**Task to carry out:** Find every line in the records below that contains the string "shadow", and copy each of those lines in full. Matching is case-sensitive.

**Record excerpts:**
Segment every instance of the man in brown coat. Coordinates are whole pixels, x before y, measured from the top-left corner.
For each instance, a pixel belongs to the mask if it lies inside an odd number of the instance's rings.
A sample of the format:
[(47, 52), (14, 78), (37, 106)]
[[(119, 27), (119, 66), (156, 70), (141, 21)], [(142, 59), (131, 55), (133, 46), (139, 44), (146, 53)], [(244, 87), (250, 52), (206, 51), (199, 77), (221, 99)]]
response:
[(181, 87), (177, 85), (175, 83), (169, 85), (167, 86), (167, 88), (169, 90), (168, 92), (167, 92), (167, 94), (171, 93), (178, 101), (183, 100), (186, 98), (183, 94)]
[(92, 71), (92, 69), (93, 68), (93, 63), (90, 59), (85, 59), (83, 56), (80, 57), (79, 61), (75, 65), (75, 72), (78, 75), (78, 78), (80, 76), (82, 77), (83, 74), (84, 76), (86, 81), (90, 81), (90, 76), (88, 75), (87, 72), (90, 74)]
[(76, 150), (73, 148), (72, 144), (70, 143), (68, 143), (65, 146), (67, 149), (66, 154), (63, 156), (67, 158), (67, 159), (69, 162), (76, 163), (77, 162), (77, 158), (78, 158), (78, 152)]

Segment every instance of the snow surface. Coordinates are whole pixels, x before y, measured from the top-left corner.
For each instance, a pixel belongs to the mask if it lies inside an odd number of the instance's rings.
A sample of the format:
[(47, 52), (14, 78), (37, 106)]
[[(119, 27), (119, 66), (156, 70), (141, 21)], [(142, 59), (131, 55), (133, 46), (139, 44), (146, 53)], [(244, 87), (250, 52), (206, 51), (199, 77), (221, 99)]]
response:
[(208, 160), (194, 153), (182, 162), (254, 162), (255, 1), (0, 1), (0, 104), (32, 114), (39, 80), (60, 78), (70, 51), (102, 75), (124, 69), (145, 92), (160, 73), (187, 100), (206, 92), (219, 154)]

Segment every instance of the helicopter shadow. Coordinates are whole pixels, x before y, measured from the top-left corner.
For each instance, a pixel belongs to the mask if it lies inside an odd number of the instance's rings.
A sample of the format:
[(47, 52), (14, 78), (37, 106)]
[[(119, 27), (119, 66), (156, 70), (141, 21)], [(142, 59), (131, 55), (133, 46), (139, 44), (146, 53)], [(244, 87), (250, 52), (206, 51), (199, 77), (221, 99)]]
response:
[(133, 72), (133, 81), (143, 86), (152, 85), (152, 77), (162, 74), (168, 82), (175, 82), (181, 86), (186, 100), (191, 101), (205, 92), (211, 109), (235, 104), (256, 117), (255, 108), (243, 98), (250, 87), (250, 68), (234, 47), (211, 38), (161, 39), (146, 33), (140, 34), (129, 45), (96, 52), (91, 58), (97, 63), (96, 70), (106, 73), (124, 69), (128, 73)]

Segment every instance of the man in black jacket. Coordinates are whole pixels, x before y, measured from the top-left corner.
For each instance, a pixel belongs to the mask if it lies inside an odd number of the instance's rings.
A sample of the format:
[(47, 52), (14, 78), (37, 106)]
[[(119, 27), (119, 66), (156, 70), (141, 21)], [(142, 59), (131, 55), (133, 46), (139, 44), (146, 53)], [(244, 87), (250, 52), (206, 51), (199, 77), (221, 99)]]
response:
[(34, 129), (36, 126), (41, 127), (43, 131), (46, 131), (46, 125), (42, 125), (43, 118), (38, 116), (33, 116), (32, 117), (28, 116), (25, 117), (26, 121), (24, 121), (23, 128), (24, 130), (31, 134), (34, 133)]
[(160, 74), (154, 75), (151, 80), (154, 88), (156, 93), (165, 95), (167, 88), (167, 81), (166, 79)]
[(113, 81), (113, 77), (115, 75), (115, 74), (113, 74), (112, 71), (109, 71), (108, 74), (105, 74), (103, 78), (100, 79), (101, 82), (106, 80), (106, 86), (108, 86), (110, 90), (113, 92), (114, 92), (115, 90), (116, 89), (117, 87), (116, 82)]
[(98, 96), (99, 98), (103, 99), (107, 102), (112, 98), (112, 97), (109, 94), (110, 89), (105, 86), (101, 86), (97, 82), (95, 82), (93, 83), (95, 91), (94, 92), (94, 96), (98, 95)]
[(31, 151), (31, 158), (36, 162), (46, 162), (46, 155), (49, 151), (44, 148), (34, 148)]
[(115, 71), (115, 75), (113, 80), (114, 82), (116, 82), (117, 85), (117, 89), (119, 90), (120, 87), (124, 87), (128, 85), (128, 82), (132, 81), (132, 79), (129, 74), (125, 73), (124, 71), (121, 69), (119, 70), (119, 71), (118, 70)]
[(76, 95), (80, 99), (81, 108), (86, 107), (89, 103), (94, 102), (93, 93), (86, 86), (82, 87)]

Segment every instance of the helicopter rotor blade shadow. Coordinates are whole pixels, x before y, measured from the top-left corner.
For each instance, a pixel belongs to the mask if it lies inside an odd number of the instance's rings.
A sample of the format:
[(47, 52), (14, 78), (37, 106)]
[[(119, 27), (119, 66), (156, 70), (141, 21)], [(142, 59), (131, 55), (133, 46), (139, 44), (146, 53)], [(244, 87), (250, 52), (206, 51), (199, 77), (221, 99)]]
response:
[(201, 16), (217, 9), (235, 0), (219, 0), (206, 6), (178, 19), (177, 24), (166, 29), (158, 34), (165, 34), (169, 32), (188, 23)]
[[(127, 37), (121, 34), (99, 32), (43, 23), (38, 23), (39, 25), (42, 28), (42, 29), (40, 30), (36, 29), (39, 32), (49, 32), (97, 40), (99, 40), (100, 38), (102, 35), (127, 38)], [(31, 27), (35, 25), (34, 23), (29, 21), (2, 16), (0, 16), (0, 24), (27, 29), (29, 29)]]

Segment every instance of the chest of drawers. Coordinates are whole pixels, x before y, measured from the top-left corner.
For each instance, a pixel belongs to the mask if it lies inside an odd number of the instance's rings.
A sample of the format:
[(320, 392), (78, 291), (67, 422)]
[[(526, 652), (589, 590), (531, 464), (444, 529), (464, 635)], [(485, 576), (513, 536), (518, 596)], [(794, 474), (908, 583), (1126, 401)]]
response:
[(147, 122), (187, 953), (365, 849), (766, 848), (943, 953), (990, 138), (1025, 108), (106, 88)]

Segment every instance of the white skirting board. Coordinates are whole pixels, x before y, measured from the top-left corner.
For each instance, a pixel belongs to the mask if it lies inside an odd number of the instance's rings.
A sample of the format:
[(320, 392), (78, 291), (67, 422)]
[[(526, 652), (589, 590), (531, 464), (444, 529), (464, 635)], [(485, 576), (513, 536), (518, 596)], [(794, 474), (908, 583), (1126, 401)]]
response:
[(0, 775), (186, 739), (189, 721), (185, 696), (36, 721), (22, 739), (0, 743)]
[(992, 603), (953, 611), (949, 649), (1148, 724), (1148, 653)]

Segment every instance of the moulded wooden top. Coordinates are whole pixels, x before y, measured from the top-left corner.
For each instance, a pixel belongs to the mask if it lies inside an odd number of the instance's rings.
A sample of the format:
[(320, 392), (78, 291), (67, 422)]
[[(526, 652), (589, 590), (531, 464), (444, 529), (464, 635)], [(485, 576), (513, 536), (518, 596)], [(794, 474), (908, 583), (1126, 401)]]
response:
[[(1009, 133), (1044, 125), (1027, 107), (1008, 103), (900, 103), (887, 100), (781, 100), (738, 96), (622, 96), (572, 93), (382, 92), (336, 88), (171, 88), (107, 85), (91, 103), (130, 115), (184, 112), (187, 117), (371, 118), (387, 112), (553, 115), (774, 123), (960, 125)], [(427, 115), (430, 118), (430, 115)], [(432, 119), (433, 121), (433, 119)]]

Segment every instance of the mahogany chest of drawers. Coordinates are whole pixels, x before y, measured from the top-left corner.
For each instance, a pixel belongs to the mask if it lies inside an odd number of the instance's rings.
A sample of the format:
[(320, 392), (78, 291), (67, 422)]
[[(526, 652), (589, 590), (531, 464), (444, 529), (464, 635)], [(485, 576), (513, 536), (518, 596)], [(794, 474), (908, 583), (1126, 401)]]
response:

**Exercise solution:**
Segment every instance of the helicopter shadow. Coordinates are whole pixels, x before y, measured from the top-left corner.
Segment every instance of the helicopter rotor blade shadow. Coordinates are whole pixels, x before y, measured from the top-left corner.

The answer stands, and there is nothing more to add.